▶ Task brief
Put every line of the records into a Markdown table with the columns "Row" and "Line," numbering each row and leaving out blank lines.

▶ Stored data entries

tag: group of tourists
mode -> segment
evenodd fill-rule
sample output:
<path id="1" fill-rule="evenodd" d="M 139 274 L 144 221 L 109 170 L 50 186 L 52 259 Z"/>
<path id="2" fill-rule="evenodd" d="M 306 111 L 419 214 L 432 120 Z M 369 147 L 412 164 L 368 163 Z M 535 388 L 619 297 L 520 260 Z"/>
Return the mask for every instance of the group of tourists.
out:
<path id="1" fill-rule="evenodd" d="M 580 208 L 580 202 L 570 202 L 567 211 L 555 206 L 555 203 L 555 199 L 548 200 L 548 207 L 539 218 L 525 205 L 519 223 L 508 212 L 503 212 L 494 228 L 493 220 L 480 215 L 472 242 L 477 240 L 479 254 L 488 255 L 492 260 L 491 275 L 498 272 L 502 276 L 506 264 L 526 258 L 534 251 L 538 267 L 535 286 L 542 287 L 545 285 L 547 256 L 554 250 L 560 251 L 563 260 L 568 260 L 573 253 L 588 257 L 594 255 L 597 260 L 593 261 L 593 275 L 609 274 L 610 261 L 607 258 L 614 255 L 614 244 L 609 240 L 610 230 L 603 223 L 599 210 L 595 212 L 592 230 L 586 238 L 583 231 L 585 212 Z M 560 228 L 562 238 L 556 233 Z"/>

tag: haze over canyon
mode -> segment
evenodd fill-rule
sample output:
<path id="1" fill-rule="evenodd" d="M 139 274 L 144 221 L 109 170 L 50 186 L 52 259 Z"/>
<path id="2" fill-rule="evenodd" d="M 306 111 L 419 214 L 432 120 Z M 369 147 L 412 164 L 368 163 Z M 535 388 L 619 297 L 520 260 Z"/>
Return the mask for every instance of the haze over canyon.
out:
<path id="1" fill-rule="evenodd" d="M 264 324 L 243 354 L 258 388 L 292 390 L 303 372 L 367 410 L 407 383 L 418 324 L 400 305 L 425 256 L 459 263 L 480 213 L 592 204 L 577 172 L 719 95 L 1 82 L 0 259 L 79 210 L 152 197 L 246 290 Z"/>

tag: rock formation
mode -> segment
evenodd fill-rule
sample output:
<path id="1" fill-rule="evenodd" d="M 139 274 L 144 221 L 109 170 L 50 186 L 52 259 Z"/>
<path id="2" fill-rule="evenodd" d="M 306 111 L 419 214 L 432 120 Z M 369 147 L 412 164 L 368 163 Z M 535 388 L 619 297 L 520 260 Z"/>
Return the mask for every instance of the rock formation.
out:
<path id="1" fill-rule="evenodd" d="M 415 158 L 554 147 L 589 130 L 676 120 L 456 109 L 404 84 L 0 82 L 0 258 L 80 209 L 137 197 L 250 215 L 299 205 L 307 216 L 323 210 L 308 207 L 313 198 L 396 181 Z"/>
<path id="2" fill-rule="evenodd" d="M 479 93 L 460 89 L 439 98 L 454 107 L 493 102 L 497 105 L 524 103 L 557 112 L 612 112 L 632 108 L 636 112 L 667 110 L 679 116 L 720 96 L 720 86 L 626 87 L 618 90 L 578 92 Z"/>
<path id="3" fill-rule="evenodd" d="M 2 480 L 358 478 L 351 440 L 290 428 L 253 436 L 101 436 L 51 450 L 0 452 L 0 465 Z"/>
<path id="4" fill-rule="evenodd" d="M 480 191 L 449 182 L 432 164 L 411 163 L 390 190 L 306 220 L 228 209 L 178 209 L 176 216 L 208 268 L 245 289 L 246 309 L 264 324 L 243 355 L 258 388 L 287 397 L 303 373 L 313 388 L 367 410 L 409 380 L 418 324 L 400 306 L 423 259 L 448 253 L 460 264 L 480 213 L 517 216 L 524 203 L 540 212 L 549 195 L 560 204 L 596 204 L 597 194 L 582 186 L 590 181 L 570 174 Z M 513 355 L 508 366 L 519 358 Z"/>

▶ Result below
| Row | Line |
|---|---|
| 1 | tag: group of tourists |
| 2 | mode -> segment |
| 3 | evenodd fill-rule |
| 4 | sample output: |
| 5 | <path id="1" fill-rule="evenodd" d="M 139 274 L 144 221 L 109 170 L 50 186 L 52 259 Z"/> |
| 6 | <path id="2" fill-rule="evenodd" d="M 306 111 L 419 214 L 432 120 Z M 369 147 L 412 164 L 368 163 Z M 535 388 L 619 297 L 520 260 Z"/> |
| 7 | Return the mask for every instance of the group of tourists. |
| 8 | out: |
| 9 | <path id="1" fill-rule="evenodd" d="M 580 208 L 580 202 L 570 202 L 567 211 L 555 206 L 555 203 L 555 199 L 548 200 L 548 207 L 539 218 L 525 205 L 519 223 L 508 212 L 503 212 L 494 228 L 493 220 L 480 215 L 472 242 L 477 240 L 479 254 L 488 255 L 492 260 L 491 275 L 498 272 L 502 276 L 506 264 L 526 258 L 534 251 L 538 267 L 535 286 L 542 287 L 545 285 L 547 256 L 554 250 L 560 251 L 563 260 L 568 260 L 573 253 L 588 257 L 594 255 L 597 260 L 593 261 L 593 275 L 609 274 L 610 261 L 607 258 L 614 255 L 614 244 L 609 240 L 610 230 L 603 223 L 599 210 L 595 212 L 592 230 L 586 238 L 583 231 L 585 212 Z M 560 228 L 562 238 L 556 233 Z"/> |
| 10 | tag: haze over canyon |
| 11 | mode -> segment |
| 12 | evenodd fill-rule |
| 13 | sample output: |
| 14 | <path id="1" fill-rule="evenodd" d="M 139 274 L 144 221 L 109 170 L 50 186 L 52 259 Z"/> |
| 15 | <path id="2" fill-rule="evenodd" d="M 306 111 L 419 214 L 432 120 Z M 369 147 L 412 164 L 368 163 Z M 535 388 L 619 297 L 520 260 Z"/> |
| 16 | Return the mask for every instance of the haze over canyon. |
| 17 | out: |
| 18 | <path id="1" fill-rule="evenodd" d="M 264 324 L 243 354 L 258 388 L 292 390 L 303 372 L 367 410 L 407 383 L 418 324 L 400 305 L 425 256 L 459 263 L 480 213 L 592 204 L 577 172 L 719 95 L 1 82 L 0 259 L 79 210 L 152 197 L 246 290 Z"/> |
| 19 | tag: rock formation |
| 20 | mode -> segment |
| 21 | evenodd fill-rule |
| 22 | sample output: |
| 23 | <path id="1" fill-rule="evenodd" d="M 139 274 L 144 221 L 109 170 L 50 186 L 52 259 Z"/> |
| 24 | <path id="2" fill-rule="evenodd" d="M 306 111 L 419 214 L 432 120 Z M 369 147 L 412 164 L 368 163 Z M 535 388 L 619 297 L 520 260 Z"/> |
| 25 | Return the mask for every instance of the rock formation. |
| 26 | out: |
| 27 | <path id="1" fill-rule="evenodd" d="M 415 158 L 554 147 L 589 130 L 676 120 L 456 109 L 404 84 L 0 82 L 0 258 L 80 209 L 137 197 L 250 215 L 299 205 L 307 216 L 323 210 L 308 207 L 313 198 L 396 181 Z"/> |
| 28 | <path id="2" fill-rule="evenodd" d="M 479 93 L 460 89 L 439 98 L 454 107 L 493 102 L 497 105 L 524 103 L 557 112 L 612 112 L 632 108 L 636 112 L 667 110 L 679 116 L 720 96 L 720 86 L 626 87 L 618 90 L 578 92 Z"/> |
| 29 | <path id="3" fill-rule="evenodd" d="M 2 480 L 358 478 L 351 440 L 290 428 L 253 436 L 101 436 L 51 450 L 0 452 L 0 465 Z"/> |
| 30 | <path id="4" fill-rule="evenodd" d="M 480 191 L 449 182 L 432 164 L 411 163 L 390 190 L 306 220 L 228 209 L 178 209 L 176 216 L 208 268 L 245 289 L 246 309 L 264 324 L 243 355 L 258 388 L 287 397 L 303 373 L 313 388 L 367 410 L 409 380 L 418 324 L 400 306 L 423 259 L 448 253 L 460 264 L 480 213 L 517 216 L 524 203 L 540 212 L 549 195 L 560 204 L 596 204 L 597 194 L 582 186 L 590 181 L 570 174 Z M 513 355 L 508 366 L 519 358 Z"/> |